Print exactly the lines from the one containing "the chair with" through the last line of the listing, both included.

* DATA PROVIDED *
○ ○ ○ ○ ○
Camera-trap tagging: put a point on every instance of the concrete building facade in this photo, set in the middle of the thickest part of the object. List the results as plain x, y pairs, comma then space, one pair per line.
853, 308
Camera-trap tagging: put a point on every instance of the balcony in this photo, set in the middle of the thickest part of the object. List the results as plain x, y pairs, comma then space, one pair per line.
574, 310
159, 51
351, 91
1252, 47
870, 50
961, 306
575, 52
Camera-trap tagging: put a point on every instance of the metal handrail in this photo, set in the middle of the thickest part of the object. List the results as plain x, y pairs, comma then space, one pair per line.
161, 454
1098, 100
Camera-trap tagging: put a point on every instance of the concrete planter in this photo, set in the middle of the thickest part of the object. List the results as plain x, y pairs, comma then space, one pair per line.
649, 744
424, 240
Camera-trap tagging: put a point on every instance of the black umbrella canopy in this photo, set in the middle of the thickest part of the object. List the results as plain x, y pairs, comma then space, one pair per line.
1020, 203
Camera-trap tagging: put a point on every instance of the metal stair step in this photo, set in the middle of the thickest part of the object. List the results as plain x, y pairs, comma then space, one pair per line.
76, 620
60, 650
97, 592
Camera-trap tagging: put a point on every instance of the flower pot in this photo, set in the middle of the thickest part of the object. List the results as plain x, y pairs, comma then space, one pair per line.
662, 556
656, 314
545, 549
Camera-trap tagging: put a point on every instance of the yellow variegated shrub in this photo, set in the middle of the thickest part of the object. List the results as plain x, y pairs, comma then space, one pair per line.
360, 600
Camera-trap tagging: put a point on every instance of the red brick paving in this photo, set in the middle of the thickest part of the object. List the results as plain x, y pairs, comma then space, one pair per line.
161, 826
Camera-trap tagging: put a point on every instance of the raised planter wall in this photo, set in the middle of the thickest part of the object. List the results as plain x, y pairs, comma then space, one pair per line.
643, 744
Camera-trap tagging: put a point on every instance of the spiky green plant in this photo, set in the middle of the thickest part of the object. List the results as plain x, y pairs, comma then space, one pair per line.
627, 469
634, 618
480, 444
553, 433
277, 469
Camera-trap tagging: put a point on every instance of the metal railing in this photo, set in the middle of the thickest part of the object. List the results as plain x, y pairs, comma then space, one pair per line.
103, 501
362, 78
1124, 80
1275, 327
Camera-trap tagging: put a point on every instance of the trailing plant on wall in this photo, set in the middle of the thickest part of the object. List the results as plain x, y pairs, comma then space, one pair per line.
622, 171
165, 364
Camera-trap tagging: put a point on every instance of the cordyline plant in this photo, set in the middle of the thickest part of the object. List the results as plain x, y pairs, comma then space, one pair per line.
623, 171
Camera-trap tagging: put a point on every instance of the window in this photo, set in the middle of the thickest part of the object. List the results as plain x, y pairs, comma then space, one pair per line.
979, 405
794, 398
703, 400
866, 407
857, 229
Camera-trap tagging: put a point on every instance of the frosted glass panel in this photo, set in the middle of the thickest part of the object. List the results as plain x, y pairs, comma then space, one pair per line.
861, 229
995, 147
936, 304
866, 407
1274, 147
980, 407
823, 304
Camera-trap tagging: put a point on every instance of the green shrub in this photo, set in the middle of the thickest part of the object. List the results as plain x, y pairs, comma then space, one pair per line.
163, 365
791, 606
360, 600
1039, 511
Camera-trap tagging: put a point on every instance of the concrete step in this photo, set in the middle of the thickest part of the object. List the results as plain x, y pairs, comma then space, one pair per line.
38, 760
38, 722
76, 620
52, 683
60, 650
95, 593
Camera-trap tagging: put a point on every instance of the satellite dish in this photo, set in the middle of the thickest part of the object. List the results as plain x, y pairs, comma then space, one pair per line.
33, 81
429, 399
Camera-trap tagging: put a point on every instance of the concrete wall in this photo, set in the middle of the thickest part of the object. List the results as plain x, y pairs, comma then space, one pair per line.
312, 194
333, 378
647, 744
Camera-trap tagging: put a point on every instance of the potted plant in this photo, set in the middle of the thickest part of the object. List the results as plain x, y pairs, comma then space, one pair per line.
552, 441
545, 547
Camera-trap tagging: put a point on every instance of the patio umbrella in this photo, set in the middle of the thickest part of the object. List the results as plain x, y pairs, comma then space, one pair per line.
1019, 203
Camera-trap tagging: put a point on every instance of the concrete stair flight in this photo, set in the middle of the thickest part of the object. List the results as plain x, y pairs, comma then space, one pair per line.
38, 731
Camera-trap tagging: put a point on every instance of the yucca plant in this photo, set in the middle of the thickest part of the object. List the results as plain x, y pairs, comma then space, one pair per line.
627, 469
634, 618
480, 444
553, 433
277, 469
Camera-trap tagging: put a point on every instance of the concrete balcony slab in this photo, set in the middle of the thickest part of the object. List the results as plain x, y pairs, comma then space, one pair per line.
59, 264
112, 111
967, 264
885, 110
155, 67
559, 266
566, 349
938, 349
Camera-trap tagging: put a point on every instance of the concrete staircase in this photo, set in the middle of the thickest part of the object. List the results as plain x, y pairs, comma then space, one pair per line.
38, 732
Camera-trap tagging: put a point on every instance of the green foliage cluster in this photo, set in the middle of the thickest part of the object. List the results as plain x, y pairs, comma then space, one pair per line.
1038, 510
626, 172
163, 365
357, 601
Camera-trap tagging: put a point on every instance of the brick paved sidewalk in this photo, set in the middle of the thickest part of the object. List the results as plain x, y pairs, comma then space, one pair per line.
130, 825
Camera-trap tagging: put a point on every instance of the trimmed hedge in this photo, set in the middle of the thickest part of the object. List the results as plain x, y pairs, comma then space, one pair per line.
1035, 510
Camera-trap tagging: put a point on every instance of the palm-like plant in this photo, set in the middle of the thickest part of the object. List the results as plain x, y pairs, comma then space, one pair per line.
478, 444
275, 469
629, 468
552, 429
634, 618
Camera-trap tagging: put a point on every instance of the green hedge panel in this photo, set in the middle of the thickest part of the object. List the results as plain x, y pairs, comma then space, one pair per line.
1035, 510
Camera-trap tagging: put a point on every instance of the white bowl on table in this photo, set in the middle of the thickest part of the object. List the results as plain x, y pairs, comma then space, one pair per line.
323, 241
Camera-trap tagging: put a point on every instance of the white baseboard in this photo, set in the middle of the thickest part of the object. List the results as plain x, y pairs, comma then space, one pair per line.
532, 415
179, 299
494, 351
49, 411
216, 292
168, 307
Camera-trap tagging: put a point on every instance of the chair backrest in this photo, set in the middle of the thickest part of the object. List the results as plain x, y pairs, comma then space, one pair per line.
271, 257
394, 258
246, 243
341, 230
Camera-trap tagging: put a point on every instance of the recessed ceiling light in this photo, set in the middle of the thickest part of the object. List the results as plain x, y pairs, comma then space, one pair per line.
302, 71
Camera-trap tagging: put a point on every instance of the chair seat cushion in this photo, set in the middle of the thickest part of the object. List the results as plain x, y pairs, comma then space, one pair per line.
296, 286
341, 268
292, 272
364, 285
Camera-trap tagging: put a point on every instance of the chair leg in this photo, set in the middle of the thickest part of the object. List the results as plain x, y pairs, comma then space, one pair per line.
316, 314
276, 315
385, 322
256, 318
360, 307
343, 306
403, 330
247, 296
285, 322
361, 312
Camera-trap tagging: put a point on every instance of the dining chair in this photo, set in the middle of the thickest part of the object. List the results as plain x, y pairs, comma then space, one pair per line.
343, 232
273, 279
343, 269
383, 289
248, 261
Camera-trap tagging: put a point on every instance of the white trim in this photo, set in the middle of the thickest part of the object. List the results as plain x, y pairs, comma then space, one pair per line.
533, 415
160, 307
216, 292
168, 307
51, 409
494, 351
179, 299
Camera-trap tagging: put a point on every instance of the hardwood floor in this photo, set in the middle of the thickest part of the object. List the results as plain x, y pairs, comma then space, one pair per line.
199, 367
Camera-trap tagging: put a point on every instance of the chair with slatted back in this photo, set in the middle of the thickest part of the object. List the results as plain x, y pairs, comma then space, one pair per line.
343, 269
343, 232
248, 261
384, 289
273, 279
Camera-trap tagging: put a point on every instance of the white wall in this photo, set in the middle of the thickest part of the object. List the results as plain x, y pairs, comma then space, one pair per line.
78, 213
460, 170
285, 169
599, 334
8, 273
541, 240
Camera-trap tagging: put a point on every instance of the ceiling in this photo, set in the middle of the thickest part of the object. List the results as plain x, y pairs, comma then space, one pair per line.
○ ○ ○ ○ ○
* WRITTEN REPLY *
Camera-trap tagging: put a point on every instance of the chair with slatted back in this photo, set in the middle of the thickest part of the object. List the results as plain x, y pairs, comma then space, one pair per line.
343, 269
343, 232
248, 261
384, 289
273, 279
Camera-trap tagging: put a point on every instance of the white wall in this photo, set in the middle of the thickest part of the object. List the results as plain x, y pairs, comma then space, one pair per line.
78, 213
460, 170
285, 169
599, 334
8, 273
541, 240
Camera-trap tagging: put a point on every instance of the ceiling in this photo, set in the middle of the thickest part of the object. List the results as plain x, y pairs, comma then space, one pair per line.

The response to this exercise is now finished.